:: Entries supplied ::

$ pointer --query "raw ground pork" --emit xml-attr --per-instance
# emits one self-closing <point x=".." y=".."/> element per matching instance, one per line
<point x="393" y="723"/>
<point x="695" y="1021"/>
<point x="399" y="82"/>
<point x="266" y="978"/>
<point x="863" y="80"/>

:::

What is required =
Lay out the data above as a JSON list of strings with one string per line, skipping any blank lines.

Output =
[
  "$ pointer --query \"raw ground pork\" --emit xml-attr --per-instance",
  "# emits one self-closing <point x=\"..\" y=\"..\"/> element per matching instance, one per line",
  "<point x=\"393\" y=\"723\"/>",
  "<point x=\"695\" y=\"1021\"/>",
  "<point x=\"399\" y=\"82\"/>",
  "<point x=\"266\" y=\"978\"/>",
  "<point x=\"863\" y=\"80\"/>"
]